TEXT EXCERPT →
Content starts

The new lineup has overall lower investment fees, but Mr. Murray didn't provide an aggregate number.

Investment lineup changes

One example of a fee cut is the Black Rock High Yield Bond Fund, the only holdover fund. Participants now pay 60 basis points for the fund's institutional shares vs. the 93 basis points they previously paid for investor-class shares, Mr. Murray said.

And when plan executives reconsidered an S&P 500 index fund, they chose Fidelity Investments institutional shares at 3.5 basis points, replacing a Vanguard Admiral shares fund that charged 5 basis points, he said. (The only other holdover from the old lineup is a self-directed brokerage account through Charles Schwab & Co.)

Changing the investment lineup coincided with VALIC taking over from Transamerica Retirement Solutions as record keeper in December 2016. Initially, the new record-keeping contract will trim $85,000 in administrative costs, Mr. Murray said. “This (savings) figure is expected to grow as asset levels increase and further administrative savings” are realized in the future, he said.

Some of the plan's changes — such as adding automatic enrollment and auto escalation — took place when Transamerica was the record keeper. The hospital issued an RFP for a new vendor last year as part of a “best practices review” that the plan conducts every three to five years, Mr. Brock said.

“ VALIC was a better fit for our employees,” said Mr. Brock. The VALIC website was easier to navigate, and VALIC provided better communication and education services, he said.

Content ends

DATASET EXCERPTS →

Content starts

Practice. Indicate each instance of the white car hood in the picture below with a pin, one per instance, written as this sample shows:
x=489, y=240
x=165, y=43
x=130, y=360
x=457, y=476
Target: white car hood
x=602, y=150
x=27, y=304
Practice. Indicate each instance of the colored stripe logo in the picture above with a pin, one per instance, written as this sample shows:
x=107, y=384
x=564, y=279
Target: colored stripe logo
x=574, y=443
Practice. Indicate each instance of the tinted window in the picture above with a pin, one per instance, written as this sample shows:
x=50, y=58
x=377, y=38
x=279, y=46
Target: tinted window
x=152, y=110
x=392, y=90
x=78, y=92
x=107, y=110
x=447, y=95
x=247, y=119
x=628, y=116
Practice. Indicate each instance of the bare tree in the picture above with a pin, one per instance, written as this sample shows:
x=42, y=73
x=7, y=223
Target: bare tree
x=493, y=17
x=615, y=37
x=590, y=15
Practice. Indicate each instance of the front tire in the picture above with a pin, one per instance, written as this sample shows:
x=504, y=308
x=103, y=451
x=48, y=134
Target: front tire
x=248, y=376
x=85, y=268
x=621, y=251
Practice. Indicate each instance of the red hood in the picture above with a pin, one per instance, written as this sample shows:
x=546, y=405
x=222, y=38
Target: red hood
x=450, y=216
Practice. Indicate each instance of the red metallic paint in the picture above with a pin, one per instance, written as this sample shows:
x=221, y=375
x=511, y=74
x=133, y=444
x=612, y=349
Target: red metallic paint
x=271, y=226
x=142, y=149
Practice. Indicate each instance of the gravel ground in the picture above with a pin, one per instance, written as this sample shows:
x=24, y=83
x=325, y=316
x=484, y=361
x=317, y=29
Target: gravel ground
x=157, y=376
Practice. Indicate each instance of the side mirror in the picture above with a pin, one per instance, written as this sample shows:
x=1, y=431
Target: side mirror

Content ends

ASSIGNMENT → Update the passage in the lineup article that opens with the words containing "And when plan" and closes with "future, he said.", putting "bps" wherever "basis points" appears. Rely only on the lineup article for this work.

WRITTEN SOLUTION →
And when plan executives reconsidered an S&P 500 index fund, they chose Fidelity Investments institutional shares at 3.5 bps, replacing a Vanguard Admiral shares fund that charged 5 bps, he said. (The only other holdover from the old lineup is a self-directed brokerage account through Charles Schwab & Co.)

Changing the investment lineup coincided with VALIC taking over from Transamerica Retirement Solutions as record keeper in December 2016. Initially, the new record-keeping contract will trim $85,000 in administrative costs, Mr. Murray said. “This (savings) figure is expected to grow as asset levels increase and further administrative savings” are realized in the future, he said.